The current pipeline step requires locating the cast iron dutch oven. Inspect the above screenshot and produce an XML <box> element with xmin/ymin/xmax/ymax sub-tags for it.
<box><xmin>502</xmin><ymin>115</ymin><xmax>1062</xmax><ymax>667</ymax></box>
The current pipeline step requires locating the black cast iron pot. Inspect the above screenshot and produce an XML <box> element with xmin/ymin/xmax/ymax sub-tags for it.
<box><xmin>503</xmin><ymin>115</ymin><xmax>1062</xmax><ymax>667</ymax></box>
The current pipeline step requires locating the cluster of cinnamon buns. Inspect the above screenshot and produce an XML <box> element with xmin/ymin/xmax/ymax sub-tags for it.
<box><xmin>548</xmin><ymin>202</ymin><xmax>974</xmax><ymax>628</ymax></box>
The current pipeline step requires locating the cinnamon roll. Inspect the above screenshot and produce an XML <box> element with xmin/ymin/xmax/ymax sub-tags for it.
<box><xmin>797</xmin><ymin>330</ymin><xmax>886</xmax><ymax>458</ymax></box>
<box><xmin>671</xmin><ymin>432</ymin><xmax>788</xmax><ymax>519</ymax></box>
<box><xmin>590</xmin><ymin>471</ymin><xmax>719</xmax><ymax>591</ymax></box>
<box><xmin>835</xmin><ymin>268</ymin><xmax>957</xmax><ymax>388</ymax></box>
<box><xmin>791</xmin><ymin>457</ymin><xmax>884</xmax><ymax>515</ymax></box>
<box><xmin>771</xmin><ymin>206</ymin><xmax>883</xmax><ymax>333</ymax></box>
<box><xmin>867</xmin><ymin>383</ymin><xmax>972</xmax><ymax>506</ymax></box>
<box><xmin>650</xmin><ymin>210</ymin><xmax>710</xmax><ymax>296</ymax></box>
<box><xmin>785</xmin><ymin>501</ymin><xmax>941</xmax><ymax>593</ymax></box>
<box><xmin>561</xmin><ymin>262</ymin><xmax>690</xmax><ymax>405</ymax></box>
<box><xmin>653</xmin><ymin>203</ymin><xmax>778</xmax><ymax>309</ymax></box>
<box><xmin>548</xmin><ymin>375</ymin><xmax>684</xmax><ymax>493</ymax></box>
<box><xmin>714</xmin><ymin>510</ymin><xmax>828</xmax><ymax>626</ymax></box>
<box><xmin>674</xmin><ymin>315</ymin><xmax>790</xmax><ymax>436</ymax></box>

+---+

Output the listing above exactly as it appears.

The current pipeline step requires locating the cast iron dutch oven. Inspect the above screenshot and produce an XML <box> element with xmin/ymin/xmax/ymax sub-tags for it.
<box><xmin>502</xmin><ymin>115</ymin><xmax>1062</xmax><ymax>667</ymax></box>
The current pipeline step requires locating the black cast iron pot. Inspect the above screenshot and produce an XML <box> element with xmin/ymin/xmax/ymax sub-tags for it.
<box><xmin>503</xmin><ymin>115</ymin><xmax>1062</xmax><ymax>667</ymax></box>
The current pipeline step requires locating the cluster of cinnamon buns. Inspect the above screenshot and produce an XML <box> element with xmin/ymin/xmax/ymax sub-tags for it.
<box><xmin>548</xmin><ymin>202</ymin><xmax>974</xmax><ymax>628</ymax></box>
The current pipeline step requires locating the cinnamon roll. Inspect the above screenshot and produce an XML <box> element with xmin/ymin/xmax/ymax sub-tags for it.
<box><xmin>797</xmin><ymin>330</ymin><xmax>886</xmax><ymax>458</ymax></box>
<box><xmin>671</xmin><ymin>432</ymin><xmax>788</xmax><ymax>519</ymax></box>
<box><xmin>590</xmin><ymin>471</ymin><xmax>719</xmax><ymax>591</ymax></box>
<box><xmin>835</xmin><ymin>268</ymin><xmax>957</xmax><ymax>388</ymax></box>
<box><xmin>791</xmin><ymin>457</ymin><xmax>884</xmax><ymax>515</ymax></box>
<box><xmin>771</xmin><ymin>206</ymin><xmax>883</xmax><ymax>333</ymax></box>
<box><xmin>867</xmin><ymin>383</ymin><xmax>972</xmax><ymax>506</ymax></box>
<box><xmin>650</xmin><ymin>210</ymin><xmax>710</xmax><ymax>296</ymax></box>
<box><xmin>785</xmin><ymin>501</ymin><xmax>941</xmax><ymax>593</ymax></box>
<box><xmin>561</xmin><ymin>262</ymin><xmax>690</xmax><ymax>405</ymax></box>
<box><xmin>653</xmin><ymin>203</ymin><xmax>778</xmax><ymax>309</ymax></box>
<box><xmin>548</xmin><ymin>375</ymin><xmax>684</xmax><ymax>493</ymax></box>
<box><xmin>714</xmin><ymin>510</ymin><xmax>828</xmax><ymax>626</ymax></box>
<box><xmin>674</xmin><ymin>315</ymin><xmax>790</xmax><ymax>436</ymax></box>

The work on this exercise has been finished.